Fin politicien, Riton saisit la blague au vol et s’exclama tout souriant : « Mais oui, c’est ce que nous disent les pompiers ! Des retenues contre les incendies ! Avec 5 % de l’eau dédiée à des usages non agricole, la conception des ouvrages est optimisée pour la meilleure plus-value environnementale.
- Vous avez tout prévu ! Et donc les 95 % restant servirait à l’agriculture ?

- Oui, ces projets de retenues sont au service de toute l’agriculture du territoire concerné, ouverts à tous les exploitants agricoles. Nous voulons que les retenues participent à la construction commune d’une agriculture résiliente aux modifications climatiques. En optimisant les ressources existantes, les retenues permettront de diversifier les cultures tout en garantissant la pérennité de la viticulture héraultaise. Ce projet ne vise absolument pas à favoriser l’agriculture intensive, mais bien à encourager la diversification agricole. Il faut un minimum de ressource pour envisager cultiver des légumes, mais également pour l’arboriculture et l’agroforesterie (7). Croyez-moi, sans eau, pas de diversification. Et une fois que l’eau sera là, la diversification suivra.

- Certes. Mais en Hérault, quatre agriculteurs sur cinq sont viticulteurs et les retenues de Pouzolles-l’Etang et Florensac seraient situées en pleine plaine viticole. Dans ce cas, comment comptez-vous aider les viticulteurs à réorienter leurs cultures en vue de s’adapter aux conditions climatiques de demain ?

Illustration 6

- Il est vrai que sur les trois territoires étudiés la viticulture représente actuellement plus de 85 % de l’activité agricole, et donc une large majorité des besoins en eau agricole. Riton aurait voulu esquiver la question viticole pour garder dans l’ombre bon nombre de sujets fâcheux, donc Jammy poursuivit : « Certaines personnes critiquent le fait que 85 % de l’eau irriguerait des vignes, sans réel volonté de diversification des cultures ?

- Non moins ! Sur le site de Florensac, 30 à 37 % de l’eau servira à la diversification des cultures. A Pouzolles-l’Etang, entre 15 et 23 %. Et quand les deux autres retenues seront construites près de Magalas, on sera autour de 15 %.

◆ Matériel fourni
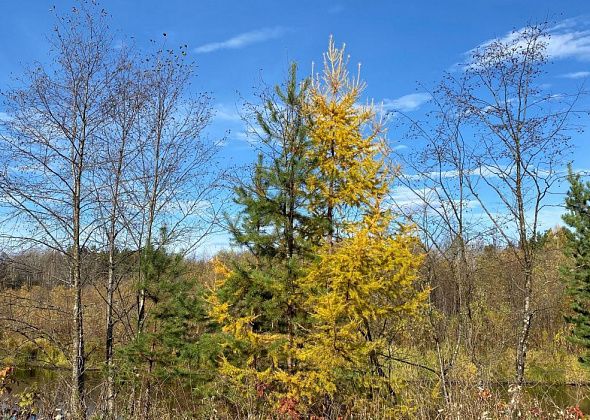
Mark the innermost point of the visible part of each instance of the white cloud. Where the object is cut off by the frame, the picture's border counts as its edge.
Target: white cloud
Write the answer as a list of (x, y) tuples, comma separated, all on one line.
[(406, 103), (576, 75), (226, 113), (568, 39), (242, 40)]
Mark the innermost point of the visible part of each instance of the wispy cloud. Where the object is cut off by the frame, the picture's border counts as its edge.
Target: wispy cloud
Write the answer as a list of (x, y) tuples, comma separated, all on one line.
[(227, 114), (576, 75), (242, 40), (406, 103), (569, 38)]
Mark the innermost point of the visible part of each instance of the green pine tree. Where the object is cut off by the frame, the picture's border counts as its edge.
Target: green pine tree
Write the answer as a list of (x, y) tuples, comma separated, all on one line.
[(577, 274), (257, 302)]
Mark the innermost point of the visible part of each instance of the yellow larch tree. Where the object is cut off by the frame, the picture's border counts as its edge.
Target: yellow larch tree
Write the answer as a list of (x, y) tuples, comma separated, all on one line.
[(361, 287)]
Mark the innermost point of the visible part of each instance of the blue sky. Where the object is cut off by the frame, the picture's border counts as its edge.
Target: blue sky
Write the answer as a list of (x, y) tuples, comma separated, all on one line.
[(237, 43)]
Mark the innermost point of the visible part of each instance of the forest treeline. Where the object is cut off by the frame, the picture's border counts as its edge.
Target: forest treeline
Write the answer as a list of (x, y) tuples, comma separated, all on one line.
[(341, 297)]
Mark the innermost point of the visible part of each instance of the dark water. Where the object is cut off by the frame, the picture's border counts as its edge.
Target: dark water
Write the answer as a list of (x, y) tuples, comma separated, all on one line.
[(47, 390), (50, 387)]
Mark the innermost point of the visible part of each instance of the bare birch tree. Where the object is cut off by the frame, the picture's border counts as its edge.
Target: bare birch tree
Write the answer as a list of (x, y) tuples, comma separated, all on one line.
[(47, 144)]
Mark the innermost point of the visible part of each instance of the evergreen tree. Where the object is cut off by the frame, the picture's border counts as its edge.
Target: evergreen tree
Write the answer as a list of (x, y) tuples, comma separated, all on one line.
[(257, 302), (577, 274)]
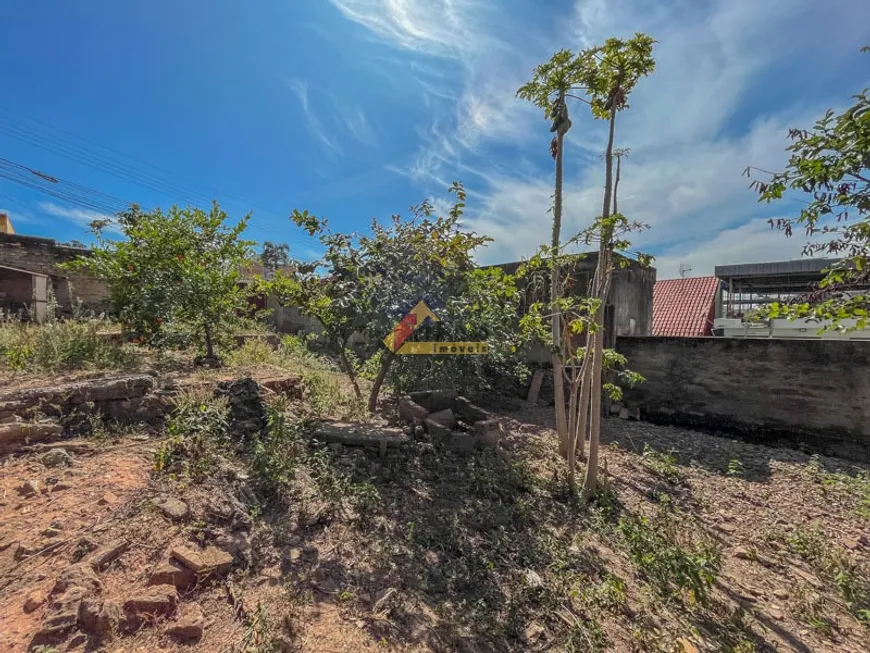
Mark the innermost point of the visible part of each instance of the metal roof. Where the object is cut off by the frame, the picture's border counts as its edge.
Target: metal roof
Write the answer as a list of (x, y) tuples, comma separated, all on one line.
[(29, 272), (775, 268)]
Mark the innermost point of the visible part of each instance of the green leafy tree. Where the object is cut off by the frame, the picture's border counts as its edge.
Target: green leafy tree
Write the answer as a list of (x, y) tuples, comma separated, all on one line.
[(551, 85), (831, 163), (486, 307), (274, 255), (606, 76), (610, 73), (173, 272), (366, 283)]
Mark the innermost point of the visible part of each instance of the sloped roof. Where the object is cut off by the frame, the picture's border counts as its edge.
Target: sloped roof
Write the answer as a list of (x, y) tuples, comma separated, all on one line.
[(684, 307)]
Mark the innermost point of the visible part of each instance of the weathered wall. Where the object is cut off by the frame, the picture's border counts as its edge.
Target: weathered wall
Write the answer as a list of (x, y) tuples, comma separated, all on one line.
[(631, 295), (43, 255), (815, 392)]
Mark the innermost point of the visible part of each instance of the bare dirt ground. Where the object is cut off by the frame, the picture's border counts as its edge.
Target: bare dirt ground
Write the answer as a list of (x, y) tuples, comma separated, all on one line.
[(429, 550)]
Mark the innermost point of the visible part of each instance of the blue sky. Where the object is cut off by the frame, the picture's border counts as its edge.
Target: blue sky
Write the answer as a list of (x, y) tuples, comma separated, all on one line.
[(356, 109)]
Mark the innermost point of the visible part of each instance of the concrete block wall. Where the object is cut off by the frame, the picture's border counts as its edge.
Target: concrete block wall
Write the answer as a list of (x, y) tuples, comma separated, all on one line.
[(815, 392), (43, 255)]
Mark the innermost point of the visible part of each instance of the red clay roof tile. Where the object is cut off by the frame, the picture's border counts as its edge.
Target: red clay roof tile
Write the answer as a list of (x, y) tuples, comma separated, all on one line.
[(684, 307)]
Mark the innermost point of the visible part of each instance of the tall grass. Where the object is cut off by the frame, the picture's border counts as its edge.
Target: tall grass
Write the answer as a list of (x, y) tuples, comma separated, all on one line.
[(60, 345)]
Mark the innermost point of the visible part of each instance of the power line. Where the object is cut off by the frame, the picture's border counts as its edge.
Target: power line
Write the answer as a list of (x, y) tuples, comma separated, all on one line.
[(112, 165), (60, 189)]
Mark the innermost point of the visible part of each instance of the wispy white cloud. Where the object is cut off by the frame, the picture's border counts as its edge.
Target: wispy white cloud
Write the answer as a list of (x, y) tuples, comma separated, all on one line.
[(314, 125), (19, 217), (693, 126), (81, 217), (332, 119)]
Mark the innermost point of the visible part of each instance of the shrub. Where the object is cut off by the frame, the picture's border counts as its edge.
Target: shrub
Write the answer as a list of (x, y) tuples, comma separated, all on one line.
[(661, 464), (276, 453), (196, 429), (834, 563), (668, 558)]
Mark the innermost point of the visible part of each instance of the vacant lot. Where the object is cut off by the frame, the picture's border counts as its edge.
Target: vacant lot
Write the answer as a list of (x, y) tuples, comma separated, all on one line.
[(697, 542)]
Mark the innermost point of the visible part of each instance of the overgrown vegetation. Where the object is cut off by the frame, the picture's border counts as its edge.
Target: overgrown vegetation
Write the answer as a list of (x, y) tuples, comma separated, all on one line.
[(174, 277), (835, 565), (61, 345), (196, 430), (670, 557)]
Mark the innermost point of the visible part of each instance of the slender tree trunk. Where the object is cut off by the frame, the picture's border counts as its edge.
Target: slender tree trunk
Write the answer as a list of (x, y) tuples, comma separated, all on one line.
[(603, 275), (572, 459), (583, 410), (342, 357), (616, 181), (386, 361), (555, 294), (209, 342)]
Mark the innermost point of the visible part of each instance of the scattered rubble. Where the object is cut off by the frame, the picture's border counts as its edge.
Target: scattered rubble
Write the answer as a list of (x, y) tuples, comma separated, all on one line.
[(174, 509), (56, 457)]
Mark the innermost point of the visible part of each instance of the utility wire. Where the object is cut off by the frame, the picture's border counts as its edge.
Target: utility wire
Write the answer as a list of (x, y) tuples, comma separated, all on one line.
[(113, 165)]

◆ Consigne
Restituez mot pour mot le passage de l'extrait sur les retenues d'eau dans l'Hérault, de « Illustration 6 » à « autour de 15 %. ». Les items n'ont aucun rôle à jouer ici.

◆ Réponse attendue
Illustration 6

- Il est vrai que sur les trois territoires étudiés la viticulture représente actuellement plus de 85 % de l’activité agricole, et donc une large majorité des besoins en eau agricole. Riton aurait voulu esquiver la question viticole pour garder dans l’ombre bon nombre de sujets fâcheux, donc Jammy poursuivit : « Certaines personnes critiquent le fait que 85 % de l’eau irriguerait des vignes, sans réel volonté de diversification des cultures ?

- Non moins ! Sur le site de Florensac, 30 à 37 % de l’eau servira à la diversification des cultures. A Pouzolles-l’Etang, entre 15 et 23 %. Et quand les deux autres retenues seront construites près de Magalas, on sera autour de 15 %.